▶ **REQUIRED ACTION**
Write out the Nilüfer River passage word for word, from "In Turkish, nilüfer" up to and including "north of Karacabey.".

▶ **PROVIDED TEXT**
============================================================
Physical characteristics
- Source: Uludağ
- Mouth: Simav River
- Length: 203 km (126 mi)

Basin features
- Cities: Bursa

= Nilüfer River =

River in Turkey

The Nilufer or Niloufer River (Nilüfer Çayı) is a river in Bursa Province, Turkey. From its source near Mount Uludağ (the classical Mysian Olympus) and flowing past the city of Bursa, the river tends to the northwest along its course of 203 km. The Doğancı-1 Dam crosses the river.

In Turkish, nilüfer means "water lily." The river may have been named for the flowers or for Nilüfer Hatun, a wife of the Ottoman sultan Orhan. The district of Nilüfer in Bursa Province is named after the river.

Writing in the 19th century, John Cramer considered the Nilufer to be the classical Odrysses, although he noted reasons to question this. (Horisius). The Barrington Atlas of the Greek and Roman World rejects this identification, instead identifying Odrysses with the modern Karadere, a tributary of the Simav River. According to Strabo, its plain was known as Mygdonia and formed the Persian satrapy of Dascylium. It formerly flowed into the Rhyndacus but now joins the Simav River (ancient Macestos) north of Karacabey.
============================================================
▶ **SUPPLIED ENTRIES**
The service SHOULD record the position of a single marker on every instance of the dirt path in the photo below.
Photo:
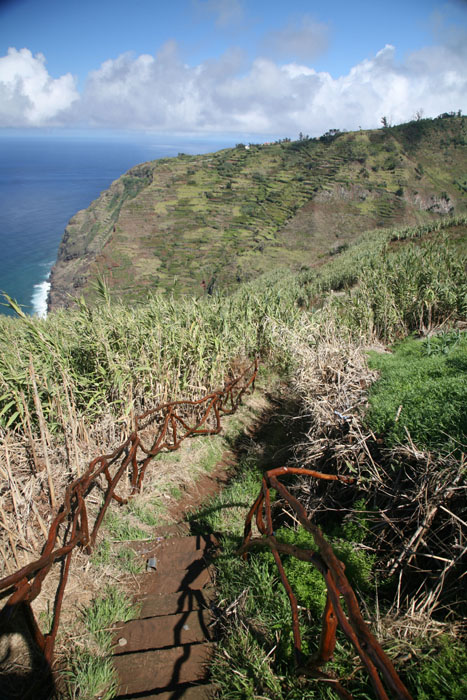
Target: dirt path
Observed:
(165, 652)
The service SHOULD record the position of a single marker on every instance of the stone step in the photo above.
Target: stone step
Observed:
(162, 669)
(190, 692)
(163, 631)
(194, 577)
(176, 552)
(181, 601)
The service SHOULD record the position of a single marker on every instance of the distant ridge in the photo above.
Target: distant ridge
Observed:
(198, 224)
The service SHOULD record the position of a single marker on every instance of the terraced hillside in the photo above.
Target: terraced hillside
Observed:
(194, 224)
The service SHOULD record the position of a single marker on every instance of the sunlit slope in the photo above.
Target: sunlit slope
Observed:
(226, 217)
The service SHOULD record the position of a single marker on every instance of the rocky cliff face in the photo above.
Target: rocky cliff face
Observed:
(87, 234)
(196, 223)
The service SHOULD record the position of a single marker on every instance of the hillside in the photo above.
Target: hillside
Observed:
(72, 384)
(227, 217)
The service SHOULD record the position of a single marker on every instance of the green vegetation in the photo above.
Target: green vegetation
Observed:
(77, 379)
(227, 217)
(422, 390)
(91, 674)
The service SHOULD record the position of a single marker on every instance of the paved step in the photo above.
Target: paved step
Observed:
(148, 671)
(181, 601)
(190, 692)
(167, 649)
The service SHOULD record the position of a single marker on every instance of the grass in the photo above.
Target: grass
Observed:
(121, 530)
(262, 192)
(92, 674)
(422, 390)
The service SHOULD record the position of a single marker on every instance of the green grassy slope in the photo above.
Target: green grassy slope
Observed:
(229, 216)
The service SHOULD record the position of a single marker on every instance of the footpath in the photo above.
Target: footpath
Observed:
(165, 653)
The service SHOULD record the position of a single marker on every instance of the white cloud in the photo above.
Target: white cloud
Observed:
(302, 40)
(162, 93)
(226, 12)
(28, 95)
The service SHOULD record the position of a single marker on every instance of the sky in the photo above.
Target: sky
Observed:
(227, 67)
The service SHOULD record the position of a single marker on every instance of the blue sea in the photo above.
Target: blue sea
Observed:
(45, 178)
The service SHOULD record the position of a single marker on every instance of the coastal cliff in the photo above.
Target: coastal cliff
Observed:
(195, 224)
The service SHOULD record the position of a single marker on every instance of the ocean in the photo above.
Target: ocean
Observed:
(44, 180)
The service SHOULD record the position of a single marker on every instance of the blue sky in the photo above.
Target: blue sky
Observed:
(229, 66)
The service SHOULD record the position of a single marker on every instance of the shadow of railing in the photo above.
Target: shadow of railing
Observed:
(175, 421)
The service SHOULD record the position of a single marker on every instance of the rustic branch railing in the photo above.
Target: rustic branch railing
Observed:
(325, 561)
(173, 423)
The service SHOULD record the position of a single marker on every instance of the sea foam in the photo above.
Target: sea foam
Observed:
(39, 298)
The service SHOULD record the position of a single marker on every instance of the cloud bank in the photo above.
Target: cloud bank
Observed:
(162, 93)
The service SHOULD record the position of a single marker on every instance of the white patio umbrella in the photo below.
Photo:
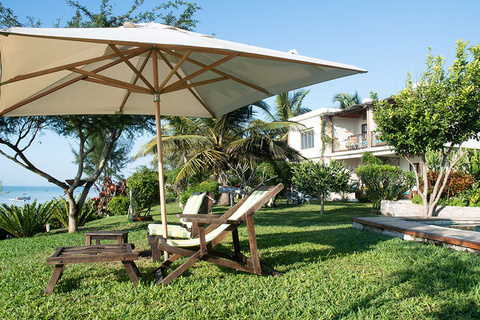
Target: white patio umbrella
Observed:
(147, 69)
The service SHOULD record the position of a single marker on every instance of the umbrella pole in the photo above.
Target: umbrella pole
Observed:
(163, 206)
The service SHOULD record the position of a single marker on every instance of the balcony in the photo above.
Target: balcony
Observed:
(355, 142)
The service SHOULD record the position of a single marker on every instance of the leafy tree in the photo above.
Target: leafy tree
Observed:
(287, 105)
(384, 182)
(117, 161)
(25, 221)
(145, 189)
(346, 100)
(437, 114)
(320, 178)
(17, 134)
(215, 144)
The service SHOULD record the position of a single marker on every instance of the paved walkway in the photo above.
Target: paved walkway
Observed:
(420, 232)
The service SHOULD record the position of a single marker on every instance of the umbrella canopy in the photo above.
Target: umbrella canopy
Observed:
(62, 71)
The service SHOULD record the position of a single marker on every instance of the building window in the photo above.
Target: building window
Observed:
(307, 139)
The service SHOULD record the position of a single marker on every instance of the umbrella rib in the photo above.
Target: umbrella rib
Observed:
(193, 85)
(132, 67)
(231, 77)
(61, 86)
(116, 85)
(196, 96)
(127, 95)
(114, 82)
(174, 70)
(131, 53)
(199, 72)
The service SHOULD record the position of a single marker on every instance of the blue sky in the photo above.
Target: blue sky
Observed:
(387, 38)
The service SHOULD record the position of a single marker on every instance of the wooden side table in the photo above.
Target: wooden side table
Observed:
(87, 254)
(120, 236)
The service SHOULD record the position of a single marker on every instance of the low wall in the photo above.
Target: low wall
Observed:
(404, 208)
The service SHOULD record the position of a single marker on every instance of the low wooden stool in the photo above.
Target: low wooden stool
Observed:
(121, 236)
(87, 254)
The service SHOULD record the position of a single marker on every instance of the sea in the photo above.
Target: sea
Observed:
(8, 194)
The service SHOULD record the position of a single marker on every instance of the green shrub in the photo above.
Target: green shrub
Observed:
(384, 182)
(456, 202)
(145, 189)
(25, 221)
(363, 199)
(60, 212)
(208, 185)
(118, 206)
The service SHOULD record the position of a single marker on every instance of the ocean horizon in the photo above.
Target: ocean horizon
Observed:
(42, 194)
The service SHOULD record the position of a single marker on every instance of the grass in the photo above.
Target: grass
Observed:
(331, 272)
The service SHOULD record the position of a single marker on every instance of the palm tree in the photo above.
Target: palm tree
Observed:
(215, 144)
(346, 100)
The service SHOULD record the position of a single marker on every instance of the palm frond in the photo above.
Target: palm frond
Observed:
(201, 161)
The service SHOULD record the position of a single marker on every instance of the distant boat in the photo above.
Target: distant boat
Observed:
(22, 198)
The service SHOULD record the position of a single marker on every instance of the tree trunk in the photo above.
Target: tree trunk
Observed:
(73, 213)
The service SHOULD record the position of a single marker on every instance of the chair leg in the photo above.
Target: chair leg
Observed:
(252, 240)
(181, 269)
(132, 271)
(56, 275)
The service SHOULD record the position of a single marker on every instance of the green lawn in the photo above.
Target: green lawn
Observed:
(331, 271)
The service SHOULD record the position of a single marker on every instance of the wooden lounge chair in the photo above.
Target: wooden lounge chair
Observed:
(197, 203)
(202, 247)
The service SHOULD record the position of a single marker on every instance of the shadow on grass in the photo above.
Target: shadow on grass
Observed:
(437, 279)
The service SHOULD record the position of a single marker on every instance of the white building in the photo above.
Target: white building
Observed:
(350, 132)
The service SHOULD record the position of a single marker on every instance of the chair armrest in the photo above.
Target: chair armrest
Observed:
(207, 218)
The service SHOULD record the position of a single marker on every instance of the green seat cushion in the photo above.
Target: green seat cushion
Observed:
(173, 231)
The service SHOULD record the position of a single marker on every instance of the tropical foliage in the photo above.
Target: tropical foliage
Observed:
(27, 220)
(145, 189)
(437, 113)
(17, 135)
(60, 209)
(320, 178)
(384, 182)
(215, 145)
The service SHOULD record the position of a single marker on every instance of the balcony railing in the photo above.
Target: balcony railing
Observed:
(356, 141)
(376, 142)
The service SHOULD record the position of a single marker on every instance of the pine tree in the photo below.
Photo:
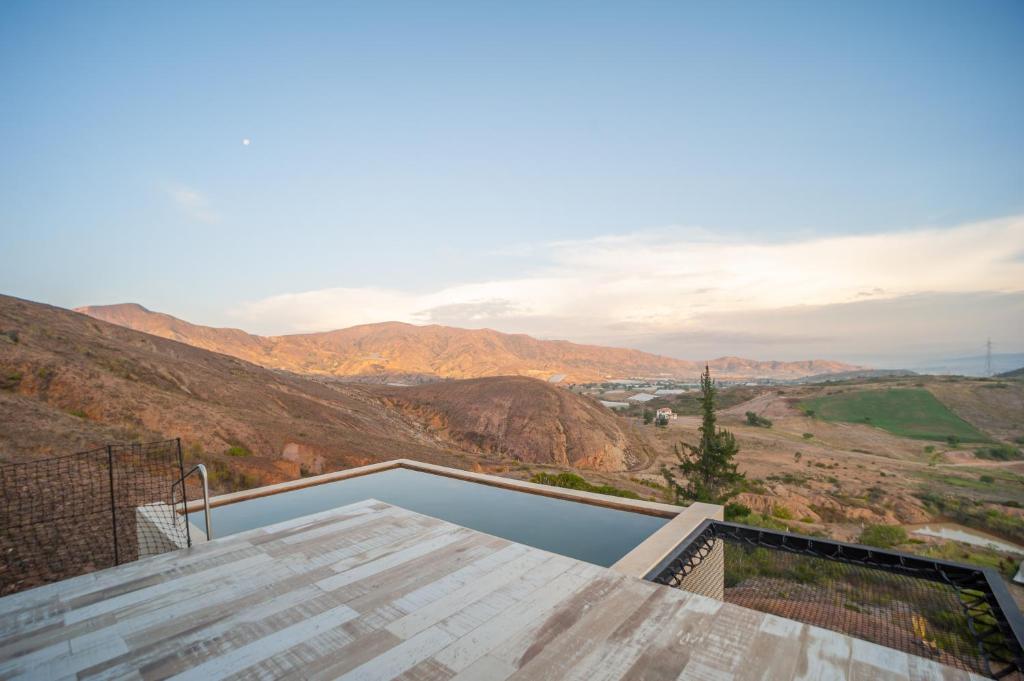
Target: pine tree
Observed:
(708, 468)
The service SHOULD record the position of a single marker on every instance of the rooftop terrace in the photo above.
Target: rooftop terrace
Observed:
(372, 591)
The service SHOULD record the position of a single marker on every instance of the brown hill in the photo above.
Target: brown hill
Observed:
(526, 419)
(401, 350)
(70, 382)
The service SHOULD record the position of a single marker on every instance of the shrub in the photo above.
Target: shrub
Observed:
(759, 421)
(998, 453)
(572, 481)
(883, 537)
(735, 511)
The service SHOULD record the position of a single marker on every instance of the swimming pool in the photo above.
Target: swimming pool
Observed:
(593, 534)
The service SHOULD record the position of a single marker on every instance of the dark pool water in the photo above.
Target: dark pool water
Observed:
(599, 536)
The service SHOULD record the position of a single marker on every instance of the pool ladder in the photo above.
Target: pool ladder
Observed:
(201, 470)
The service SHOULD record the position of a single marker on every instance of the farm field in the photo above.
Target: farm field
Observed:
(913, 413)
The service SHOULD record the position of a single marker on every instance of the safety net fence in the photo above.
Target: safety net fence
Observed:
(957, 614)
(68, 515)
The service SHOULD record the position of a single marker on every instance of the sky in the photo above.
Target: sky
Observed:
(774, 180)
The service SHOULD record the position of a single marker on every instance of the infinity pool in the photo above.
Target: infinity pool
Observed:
(597, 535)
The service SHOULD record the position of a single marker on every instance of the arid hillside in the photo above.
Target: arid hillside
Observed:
(70, 382)
(407, 351)
(523, 418)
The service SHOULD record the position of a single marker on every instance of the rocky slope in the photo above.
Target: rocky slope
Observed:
(70, 382)
(407, 351)
(526, 419)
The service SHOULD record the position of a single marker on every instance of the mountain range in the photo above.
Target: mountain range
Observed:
(396, 351)
(69, 382)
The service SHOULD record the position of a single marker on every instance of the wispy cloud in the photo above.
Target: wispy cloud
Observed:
(660, 285)
(192, 203)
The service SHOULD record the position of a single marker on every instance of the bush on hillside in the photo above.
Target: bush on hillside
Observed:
(998, 453)
(572, 481)
(759, 421)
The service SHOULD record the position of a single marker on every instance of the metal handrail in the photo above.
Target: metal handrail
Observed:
(201, 469)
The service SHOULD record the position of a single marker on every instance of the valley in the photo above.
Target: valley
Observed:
(826, 458)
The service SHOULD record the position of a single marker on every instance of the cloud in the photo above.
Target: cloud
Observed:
(192, 203)
(673, 284)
============================================================
▶ **TASK ANSWER**
In Turkish, nilüfer means "water lily." The river may have been named for the flowers or for Nilüfer Hatun, a wife of the Ottoman sultan Orhan. The district of Nilüfer in Bursa Province is named after the river.

Writing in the 19th century, John Cramer considered the Nilufer to be the classical Odrysses, although he noted reasons to question this. (Horisius). The Barrington Atlas of the Greek and Roman World rejects this identification, instead identifying Odrysses with the modern Karadere, a tributary of the Simav River. According to Strabo, its plain was known as Mygdonia and formed the Persian satrapy of Dascylium. It formerly flowed into the Rhyndacus but now joins the Simav River (ancient Macestos) north of Karacabey.